WHAT TO DO
Reproduce the portion of the Peekaboo architecture notes starting at "- Click Operations: 10-50ms" and ending at "on system load)".

PAGE EXTRACT
--------------------------------

User Input ("Click Submit")
↓
PeekabooAgentService (AI interpretation)
↓
UIAutomationService.detectElements() → ElementDetectionService
↓
UIAutomationService.click() → ClickService
↓
macOS Accessibility APIs
↓
VisualizationClient (click animation)
#Performance Characteristics
#Service Performance Ranges
- Element Detection: 200-800ms (AI analysis + accessibility correlation)
- Click Operations: 10-50ms (accessibility API optimization)
- Screen Capture: 20-100ms (ScreenCaptureKit acceleration)
- Application Discovery: 20-200ms (depending on system load)
- Window Management: 10-200ms (depending on operation complexity)
#Optimization Strategies
- Snapshot Caching: Element detection results cached per snapshot
- Accessibility Timeouts: Reduced from 6s to 2s to prevent hangs
- Dual APIs: Modern ScreenCaptureKit with CGWindowList fallback
- Visual Feedback: Async animations don't block automation operations
#Error Handling Strategy
#Layered Error Handling
- Service Level: Individual services handle API-specific errors
- Orchestration Level: UIAutomationService provides unified error handling
- Agent Level: AI agent handles retry logic and error recovery
- Client Level: Applications receive structured error information
#Defensive Programming
- Permission Validation: Automatic checks for Screen Recording and Accessibility permissions
- Timeout Protection: Configurable timeouts prevent system hangs
- Graceful Degradation: Fallback strategies for problematic applications
- State Validation: Element existence and accessibility verification
#Configuration Management
#Multi-Source Configuration
- Environment Variables:
PEEKABOO_AI_PROVIDERS,OPENAI_API_KEY, etc. - Credential Files:
~/.peekaboo/config.json,~/.tachikoma/credentials - Runtime Parameters: Method-level configuration overrides
- Feature Flags:
PEEKABOO_USE_MODERN_CAPTURE, etc.

--------------------------------

Point localization data
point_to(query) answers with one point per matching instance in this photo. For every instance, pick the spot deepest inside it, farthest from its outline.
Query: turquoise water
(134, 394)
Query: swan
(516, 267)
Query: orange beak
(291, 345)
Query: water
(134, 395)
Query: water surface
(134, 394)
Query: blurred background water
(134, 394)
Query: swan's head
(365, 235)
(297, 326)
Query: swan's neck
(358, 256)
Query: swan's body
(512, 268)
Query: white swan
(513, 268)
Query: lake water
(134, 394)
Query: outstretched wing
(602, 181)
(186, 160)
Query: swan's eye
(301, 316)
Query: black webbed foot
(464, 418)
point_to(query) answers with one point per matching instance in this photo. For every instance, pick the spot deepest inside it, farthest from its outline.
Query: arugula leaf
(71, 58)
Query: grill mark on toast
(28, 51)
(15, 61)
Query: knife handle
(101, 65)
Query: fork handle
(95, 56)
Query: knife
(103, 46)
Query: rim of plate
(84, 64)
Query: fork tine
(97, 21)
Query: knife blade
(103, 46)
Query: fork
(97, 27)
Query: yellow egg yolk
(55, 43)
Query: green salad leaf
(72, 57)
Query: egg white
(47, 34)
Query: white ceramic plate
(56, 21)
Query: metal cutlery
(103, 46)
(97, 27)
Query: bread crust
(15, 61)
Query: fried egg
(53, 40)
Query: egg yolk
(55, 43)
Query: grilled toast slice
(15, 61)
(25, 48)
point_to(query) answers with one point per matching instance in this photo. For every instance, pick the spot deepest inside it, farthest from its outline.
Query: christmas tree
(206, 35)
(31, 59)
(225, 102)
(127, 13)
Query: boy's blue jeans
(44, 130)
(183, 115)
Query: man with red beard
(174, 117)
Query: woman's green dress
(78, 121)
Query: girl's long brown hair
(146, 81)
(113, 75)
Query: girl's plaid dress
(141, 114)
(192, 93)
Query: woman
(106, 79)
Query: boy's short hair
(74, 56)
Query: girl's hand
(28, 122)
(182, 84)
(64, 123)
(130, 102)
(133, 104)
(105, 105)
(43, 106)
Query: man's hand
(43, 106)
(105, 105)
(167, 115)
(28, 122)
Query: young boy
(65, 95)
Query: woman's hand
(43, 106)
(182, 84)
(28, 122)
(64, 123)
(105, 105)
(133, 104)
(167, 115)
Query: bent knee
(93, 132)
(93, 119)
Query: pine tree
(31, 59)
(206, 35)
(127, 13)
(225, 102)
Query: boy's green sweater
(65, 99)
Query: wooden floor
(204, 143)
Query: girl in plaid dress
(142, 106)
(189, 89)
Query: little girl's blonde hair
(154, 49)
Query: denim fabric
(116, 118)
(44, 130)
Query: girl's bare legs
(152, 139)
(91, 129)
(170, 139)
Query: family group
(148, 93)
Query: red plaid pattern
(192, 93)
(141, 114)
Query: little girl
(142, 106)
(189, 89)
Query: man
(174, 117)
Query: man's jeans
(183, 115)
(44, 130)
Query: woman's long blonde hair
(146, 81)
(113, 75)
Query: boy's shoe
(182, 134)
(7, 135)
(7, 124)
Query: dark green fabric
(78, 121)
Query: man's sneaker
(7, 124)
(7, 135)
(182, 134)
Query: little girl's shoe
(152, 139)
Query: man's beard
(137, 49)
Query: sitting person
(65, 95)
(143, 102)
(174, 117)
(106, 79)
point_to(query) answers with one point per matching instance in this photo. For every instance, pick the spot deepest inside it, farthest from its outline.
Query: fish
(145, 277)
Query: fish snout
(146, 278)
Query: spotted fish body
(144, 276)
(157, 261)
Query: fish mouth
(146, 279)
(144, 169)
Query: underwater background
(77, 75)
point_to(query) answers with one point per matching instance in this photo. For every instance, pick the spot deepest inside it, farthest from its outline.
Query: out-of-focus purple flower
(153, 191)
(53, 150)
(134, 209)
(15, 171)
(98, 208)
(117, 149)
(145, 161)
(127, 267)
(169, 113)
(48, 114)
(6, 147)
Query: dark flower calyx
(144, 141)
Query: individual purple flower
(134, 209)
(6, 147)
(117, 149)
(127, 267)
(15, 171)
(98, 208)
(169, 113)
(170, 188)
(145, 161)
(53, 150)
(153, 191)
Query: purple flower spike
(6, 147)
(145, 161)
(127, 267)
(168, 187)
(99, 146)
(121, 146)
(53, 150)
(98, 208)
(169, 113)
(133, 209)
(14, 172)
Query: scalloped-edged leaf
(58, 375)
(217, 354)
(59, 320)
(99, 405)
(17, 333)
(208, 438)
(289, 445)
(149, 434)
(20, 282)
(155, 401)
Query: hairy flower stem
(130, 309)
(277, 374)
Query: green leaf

--------------------------------

SOLUTION FOR THIS PROBLEM
- Click Operations: 10-50ms (accessibility API optimization)
- Screen Capture: 20-100ms (ScreenCaptureKit acceleration)
- Application Discovery: 20-200ms (depending on system load)